**Your task**
Update every record below by replacing "segmenter" with "segmentation tool" wherever it occurs, keeping all other text unchanged. Omit the pictures from the answer.

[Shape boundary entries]

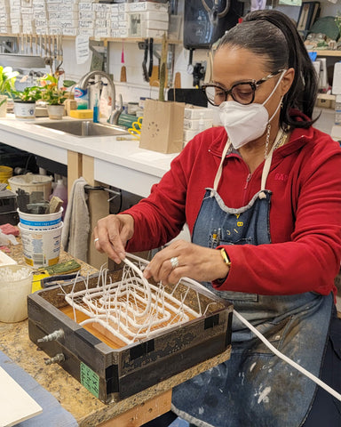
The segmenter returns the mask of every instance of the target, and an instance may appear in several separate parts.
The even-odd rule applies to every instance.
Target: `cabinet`
[[[335,62],[341,60],[341,51],[328,51],[328,50],[308,50],[308,52],[315,52],[317,56],[323,56],[328,59],[335,60]],[[335,101],[335,95],[331,93],[319,93],[318,100]]]

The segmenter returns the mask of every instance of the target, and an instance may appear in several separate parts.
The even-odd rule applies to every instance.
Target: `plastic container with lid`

**Complete answer**
The segmentation tool returns the mask of every instance of the target, and an instance may appear in several separate parts.
The even-odd rule applies to every instance.
Target: `cabinet`
[[[335,62],[341,60],[341,51],[328,51],[328,50],[308,50],[308,52],[315,52],[317,56],[323,56],[328,59],[335,60]],[[335,101],[335,95],[331,93],[319,93],[318,100]]]

The segmentation tool returns the mask of every instance of the target, and an instance may appear in several separate parts.
The even-odd rule applies to every instance.
Target: `plastic container with lid`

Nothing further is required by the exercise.